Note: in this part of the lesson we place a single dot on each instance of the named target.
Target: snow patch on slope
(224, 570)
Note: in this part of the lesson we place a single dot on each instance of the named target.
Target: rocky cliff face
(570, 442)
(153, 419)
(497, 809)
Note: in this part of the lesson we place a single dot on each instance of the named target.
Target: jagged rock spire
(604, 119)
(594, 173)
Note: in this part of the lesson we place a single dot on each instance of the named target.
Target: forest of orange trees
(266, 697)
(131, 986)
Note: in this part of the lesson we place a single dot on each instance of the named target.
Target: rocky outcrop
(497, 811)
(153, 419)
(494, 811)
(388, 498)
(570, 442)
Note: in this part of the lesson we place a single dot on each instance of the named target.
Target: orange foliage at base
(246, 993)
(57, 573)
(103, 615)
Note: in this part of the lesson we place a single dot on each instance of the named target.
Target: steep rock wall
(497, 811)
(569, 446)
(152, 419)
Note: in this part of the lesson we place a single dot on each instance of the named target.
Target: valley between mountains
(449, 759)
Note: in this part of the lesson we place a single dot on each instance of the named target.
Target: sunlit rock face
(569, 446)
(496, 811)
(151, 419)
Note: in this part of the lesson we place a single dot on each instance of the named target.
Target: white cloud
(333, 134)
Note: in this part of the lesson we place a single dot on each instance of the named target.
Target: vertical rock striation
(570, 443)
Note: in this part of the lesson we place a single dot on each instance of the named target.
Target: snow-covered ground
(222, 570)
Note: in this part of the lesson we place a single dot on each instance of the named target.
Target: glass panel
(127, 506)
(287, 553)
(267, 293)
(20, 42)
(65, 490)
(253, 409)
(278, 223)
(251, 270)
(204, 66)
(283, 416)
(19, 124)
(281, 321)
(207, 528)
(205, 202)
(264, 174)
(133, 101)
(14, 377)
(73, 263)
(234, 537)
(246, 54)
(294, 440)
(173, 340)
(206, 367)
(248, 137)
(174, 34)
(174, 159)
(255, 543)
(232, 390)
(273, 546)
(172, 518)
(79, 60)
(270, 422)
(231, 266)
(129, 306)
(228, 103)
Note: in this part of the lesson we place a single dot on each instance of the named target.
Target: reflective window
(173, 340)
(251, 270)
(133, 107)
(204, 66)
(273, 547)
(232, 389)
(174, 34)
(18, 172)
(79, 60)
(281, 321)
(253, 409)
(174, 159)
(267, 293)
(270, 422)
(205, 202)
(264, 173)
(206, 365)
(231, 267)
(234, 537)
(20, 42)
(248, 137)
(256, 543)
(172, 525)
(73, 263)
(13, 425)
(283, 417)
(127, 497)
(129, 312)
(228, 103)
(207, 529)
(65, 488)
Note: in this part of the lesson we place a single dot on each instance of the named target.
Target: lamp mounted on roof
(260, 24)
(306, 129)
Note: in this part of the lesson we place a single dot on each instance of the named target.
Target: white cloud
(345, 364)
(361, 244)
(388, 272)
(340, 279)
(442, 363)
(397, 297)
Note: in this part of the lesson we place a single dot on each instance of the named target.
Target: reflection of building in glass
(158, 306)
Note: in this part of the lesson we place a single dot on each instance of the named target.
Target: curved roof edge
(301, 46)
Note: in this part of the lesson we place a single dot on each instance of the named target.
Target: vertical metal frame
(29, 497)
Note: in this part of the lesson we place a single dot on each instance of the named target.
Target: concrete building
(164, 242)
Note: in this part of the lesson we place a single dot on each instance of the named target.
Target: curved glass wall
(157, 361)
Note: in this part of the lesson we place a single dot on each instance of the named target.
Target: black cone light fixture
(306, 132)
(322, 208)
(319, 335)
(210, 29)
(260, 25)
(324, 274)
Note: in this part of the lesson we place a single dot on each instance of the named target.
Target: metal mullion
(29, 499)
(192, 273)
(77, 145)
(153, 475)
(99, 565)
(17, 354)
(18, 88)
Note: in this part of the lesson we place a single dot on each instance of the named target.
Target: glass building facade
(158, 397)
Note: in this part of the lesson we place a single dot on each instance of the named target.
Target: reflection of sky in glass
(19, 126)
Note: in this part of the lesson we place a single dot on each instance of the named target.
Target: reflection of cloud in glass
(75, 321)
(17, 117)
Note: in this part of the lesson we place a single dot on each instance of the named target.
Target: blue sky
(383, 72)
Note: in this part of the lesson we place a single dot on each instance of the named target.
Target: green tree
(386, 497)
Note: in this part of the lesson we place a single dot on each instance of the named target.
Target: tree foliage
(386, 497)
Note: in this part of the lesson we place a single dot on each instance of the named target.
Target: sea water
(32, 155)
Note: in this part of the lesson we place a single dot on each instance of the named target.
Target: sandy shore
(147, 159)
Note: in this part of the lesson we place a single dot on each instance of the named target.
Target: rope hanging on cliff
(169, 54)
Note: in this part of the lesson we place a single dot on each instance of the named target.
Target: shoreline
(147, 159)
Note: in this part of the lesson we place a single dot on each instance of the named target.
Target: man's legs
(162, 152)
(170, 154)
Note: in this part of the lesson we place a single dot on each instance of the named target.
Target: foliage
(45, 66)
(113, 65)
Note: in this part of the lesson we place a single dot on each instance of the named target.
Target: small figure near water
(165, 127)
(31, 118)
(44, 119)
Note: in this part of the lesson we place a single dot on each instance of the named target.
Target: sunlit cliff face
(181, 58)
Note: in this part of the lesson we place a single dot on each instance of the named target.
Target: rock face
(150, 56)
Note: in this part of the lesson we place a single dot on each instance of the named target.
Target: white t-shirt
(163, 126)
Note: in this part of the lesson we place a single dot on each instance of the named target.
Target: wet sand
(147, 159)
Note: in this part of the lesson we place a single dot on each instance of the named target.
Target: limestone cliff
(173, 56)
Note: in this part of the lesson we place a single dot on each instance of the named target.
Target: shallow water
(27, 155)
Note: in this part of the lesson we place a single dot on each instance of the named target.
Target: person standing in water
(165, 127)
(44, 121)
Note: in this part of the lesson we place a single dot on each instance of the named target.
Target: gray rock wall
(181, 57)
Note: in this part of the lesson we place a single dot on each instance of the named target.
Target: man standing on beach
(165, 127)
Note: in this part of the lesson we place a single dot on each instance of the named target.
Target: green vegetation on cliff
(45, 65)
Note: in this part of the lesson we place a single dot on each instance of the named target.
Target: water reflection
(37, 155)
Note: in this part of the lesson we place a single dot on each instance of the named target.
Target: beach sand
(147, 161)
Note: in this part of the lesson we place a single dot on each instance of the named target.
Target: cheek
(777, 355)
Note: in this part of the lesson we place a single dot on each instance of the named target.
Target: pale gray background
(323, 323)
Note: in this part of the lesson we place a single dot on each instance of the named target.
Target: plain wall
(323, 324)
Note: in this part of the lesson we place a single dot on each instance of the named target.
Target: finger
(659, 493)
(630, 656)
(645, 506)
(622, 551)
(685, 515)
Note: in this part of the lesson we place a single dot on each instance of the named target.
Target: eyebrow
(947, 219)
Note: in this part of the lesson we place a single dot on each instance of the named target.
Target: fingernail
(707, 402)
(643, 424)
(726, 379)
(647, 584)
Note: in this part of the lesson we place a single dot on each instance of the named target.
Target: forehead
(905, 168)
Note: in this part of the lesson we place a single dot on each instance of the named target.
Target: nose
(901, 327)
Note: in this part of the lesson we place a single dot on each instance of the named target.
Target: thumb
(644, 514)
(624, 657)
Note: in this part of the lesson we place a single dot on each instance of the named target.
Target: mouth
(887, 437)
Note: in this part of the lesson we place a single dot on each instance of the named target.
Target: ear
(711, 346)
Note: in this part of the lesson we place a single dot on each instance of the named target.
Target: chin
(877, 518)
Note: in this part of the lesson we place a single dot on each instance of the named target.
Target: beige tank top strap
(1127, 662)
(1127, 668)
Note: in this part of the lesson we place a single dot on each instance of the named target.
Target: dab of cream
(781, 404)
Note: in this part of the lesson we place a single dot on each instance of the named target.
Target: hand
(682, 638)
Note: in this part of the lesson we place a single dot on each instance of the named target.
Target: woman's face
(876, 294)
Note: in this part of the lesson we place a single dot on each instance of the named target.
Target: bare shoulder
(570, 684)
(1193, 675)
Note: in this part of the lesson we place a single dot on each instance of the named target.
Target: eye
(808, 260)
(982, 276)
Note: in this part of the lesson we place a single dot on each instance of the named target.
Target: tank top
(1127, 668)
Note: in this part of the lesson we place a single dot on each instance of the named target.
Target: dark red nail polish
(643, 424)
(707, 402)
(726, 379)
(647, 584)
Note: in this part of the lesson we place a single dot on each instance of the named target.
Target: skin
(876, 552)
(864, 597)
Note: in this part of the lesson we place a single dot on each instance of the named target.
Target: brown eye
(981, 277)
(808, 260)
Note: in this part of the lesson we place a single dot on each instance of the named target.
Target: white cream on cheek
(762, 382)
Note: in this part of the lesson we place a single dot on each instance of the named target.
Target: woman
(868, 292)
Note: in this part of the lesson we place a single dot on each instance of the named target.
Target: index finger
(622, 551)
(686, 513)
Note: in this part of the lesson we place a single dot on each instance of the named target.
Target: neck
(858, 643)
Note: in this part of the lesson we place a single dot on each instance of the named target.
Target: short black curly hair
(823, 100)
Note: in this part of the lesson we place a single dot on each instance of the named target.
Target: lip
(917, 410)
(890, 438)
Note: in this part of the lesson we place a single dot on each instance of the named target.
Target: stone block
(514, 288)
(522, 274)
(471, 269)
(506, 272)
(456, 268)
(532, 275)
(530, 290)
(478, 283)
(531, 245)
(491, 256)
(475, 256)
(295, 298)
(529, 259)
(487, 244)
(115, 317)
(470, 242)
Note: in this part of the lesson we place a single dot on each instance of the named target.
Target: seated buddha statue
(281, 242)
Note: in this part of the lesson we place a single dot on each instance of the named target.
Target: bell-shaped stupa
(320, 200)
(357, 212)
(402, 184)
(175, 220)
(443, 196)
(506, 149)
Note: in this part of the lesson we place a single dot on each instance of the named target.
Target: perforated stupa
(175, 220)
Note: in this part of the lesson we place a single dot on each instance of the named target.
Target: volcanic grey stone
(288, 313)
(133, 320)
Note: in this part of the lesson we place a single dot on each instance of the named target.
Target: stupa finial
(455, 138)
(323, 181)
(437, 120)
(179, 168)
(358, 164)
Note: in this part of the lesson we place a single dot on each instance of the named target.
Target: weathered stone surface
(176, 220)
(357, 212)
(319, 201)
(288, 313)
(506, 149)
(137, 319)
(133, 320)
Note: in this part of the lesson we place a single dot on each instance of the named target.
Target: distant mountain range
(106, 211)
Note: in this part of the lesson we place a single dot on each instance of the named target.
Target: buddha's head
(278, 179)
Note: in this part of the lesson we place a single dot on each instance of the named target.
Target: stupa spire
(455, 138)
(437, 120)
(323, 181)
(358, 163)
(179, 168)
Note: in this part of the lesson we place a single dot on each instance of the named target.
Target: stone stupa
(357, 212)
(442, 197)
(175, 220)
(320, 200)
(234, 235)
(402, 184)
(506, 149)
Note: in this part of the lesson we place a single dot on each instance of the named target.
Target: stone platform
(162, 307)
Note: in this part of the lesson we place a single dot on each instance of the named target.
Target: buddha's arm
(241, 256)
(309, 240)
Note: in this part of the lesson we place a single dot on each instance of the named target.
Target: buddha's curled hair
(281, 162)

************

Your goal: Only the lines from the one containing "Target: stone platform" to the end of the listing belong in the output, each reproduced exactly.

Task answer:
Target: stone platform
(162, 307)
Note: in this part of the lesson we place a single dot on each instance of the named target.
Target: buddha's arm
(241, 256)
(309, 240)
Note: in this part of the lesson we place a single dot on each instance of the named target.
Target: buddha's curled hair
(281, 162)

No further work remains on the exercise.